--- SOURCE DATA ---

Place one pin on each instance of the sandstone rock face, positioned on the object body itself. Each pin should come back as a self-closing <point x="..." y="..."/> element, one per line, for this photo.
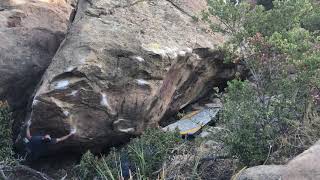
<point x="126" y="65"/>
<point x="30" y="34"/>
<point x="306" y="166"/>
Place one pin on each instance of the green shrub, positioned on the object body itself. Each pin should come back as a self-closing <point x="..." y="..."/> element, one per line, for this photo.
<point x="6" y="153"/>
<point x="144" y="157"/>
<point x="276" y="115"/>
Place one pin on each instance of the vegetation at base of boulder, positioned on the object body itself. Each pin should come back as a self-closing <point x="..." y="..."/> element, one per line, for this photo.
<point x="276" y="114"/>
<point x="143" y="157"/>
<point x="6" y="153"/>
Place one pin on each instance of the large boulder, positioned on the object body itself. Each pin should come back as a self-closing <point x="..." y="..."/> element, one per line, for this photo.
<point x="30" y="33"/>
<point x="306" y="166"/>
<point x="126" y="65"/>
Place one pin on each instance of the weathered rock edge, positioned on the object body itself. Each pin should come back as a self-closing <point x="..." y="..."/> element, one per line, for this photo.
<point x="124" y="66"/>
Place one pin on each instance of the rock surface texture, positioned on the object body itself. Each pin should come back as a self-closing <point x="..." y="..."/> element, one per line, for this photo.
<point x="126" y="65"/>
<point x="306" y="166"/>
<point x="30" y="33"/>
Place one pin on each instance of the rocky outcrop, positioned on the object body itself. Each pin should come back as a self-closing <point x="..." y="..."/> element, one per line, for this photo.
<point x="306" y="166"/>
<point x="124" y="66"/>
<point x="30" y="34"/>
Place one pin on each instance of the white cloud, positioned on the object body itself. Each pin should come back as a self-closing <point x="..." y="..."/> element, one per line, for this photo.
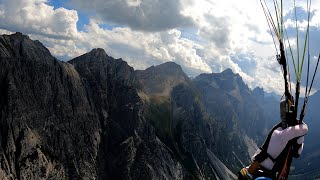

---

### WORK TASK:
Every line from the one with "Place one pin on each instance of the rocky" through the end of the records above belongs in the answer, copied exactly; no picture does.

### RESPONSE BOX:
Place one pin on each instance of the rocky outcrop, positioned on the object body itself. Each pin should come back as a self-closing <point x="..." y="..."/> element, one per line, for this photo.
<point x="306" y="166"/>
<point x="124" y="66"/>
<point x="30" y="34"/>
Place one pin on each instance of the white cloud, positioned on the object body itself. Each pin should come back as a self-closing <point x="..." y="..."/> element, one per line, for this photo.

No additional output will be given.